- _PROVIDED INFORMATION_
*** Begin section ***

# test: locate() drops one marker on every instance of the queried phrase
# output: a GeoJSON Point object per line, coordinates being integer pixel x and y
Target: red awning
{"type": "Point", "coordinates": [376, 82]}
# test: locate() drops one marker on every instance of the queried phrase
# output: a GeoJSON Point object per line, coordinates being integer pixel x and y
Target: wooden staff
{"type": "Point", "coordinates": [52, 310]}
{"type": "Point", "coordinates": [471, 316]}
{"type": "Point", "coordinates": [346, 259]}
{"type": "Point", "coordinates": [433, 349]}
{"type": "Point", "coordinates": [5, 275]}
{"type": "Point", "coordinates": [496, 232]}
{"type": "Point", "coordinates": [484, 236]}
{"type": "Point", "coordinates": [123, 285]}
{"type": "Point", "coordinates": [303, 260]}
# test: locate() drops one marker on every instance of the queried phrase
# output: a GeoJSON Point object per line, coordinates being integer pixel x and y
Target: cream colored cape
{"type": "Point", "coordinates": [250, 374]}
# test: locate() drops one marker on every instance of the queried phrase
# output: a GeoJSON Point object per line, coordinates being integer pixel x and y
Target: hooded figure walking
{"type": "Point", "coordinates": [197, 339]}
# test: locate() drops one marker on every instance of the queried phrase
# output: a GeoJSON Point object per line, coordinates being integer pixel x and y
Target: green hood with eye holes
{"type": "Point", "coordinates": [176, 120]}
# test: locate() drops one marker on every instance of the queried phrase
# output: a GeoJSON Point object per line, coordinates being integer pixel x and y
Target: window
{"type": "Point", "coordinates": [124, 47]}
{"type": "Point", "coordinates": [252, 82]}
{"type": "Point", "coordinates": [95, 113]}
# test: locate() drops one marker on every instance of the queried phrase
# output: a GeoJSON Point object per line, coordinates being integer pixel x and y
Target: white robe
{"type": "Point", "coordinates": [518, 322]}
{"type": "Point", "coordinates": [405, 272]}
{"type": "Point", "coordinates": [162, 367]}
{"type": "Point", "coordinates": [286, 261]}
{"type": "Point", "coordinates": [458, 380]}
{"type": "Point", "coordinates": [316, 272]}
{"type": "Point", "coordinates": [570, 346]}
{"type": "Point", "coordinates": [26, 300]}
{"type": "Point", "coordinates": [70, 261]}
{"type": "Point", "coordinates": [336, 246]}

*** End section ***

- _ASSIGNED TASK_
For this exercise, the records above must be returned exactly.

- _TASK ANSWER_
# test: locate() drops one marker on every instance of the queried phrase
# output: a GeoJSON Point object per line, coordinates being integer pixel x and y
Target: red awning
{"type": "Point", "coordinates": [376, 82]}
# test: locate() drops one marker on every instance of the queried phrase
# output: a GeoJSON Point object per line, coordinates being integer pixel x and y
Target: wooden staff
{"type": "Point", "coordinates": [52, 310]}
{"type": "Point", "coordinates": [471, 316]}
{"type": "Point", "coordinates": [346, 259]}
{"type": "Point", "coordinates": [433, 349]}
{"type": "Point", "coordinates": [5, 275]}
{"type": "Point", "coordinates": [496, 232]}
{"type": "Point", "coordinates": [484, 236]}
{"type": "Point", "coordinates": [123, 285]}
{"type": "Point", "coordinates": [303, 260]}
# test: locate() drops one marker on every instance of the queried phrase
# output: a GeoJSON Point object per line, coordinates being integer pixel x and y
Target: cream colored cape
{"type": "Point", "coordinates": [250, 374]}
# test: locate() drops one marker on every instance of the queried phrase
# output: a GeoJSON Point object per line, coordinates being integer pixel x and y
Target: hooded figure walking
{"type": "Point", "coordinates": [197, 339]}
# test: locate() drops one marker on every instance of the queried phrase
# output: a GeoJSON Point object per line, coordinates being integer pixel x and y
Target: green hood with eye holes
{"type": "Point", "coordinates": [176, 120]}
# test: locate() drops one marker on every instance of the queried phrase
# output: a GeoJSON Point object per line, coordinates being integer pixel x and y
Target: window
{"type": "Point", "coordinates": [124, 47]}
{"type": "Point", "coordinates": [252, 82]}
{"type": "Point", "coordinates": [95, 113]}
# test: locate() drops one marker on every instance of the queried phrase
# output: a GeoJSON Point object per line, coordinates being integer pixel x and y
Target: white robe
{"type": "Point", "coordinates": [518, 322]}
{"type": "Point", "coordinates": [405, 272]}
{"type": "Point", "coordinates": [162, 367]}
{"type": "Point", "coordinates": [286, 261]}
{"type": "Point", "coordinates": [458, 380]}
{"type": "Point", "coordinates": [316, 272]}
{"type": "Point", "coordinates": [570, 346]}
{"type": "Point", "coordinates": [26, 300]}
{"type": "Point", "coordinates": [70, 261]}
{"type": "Point", "coordinates": [336, 246]}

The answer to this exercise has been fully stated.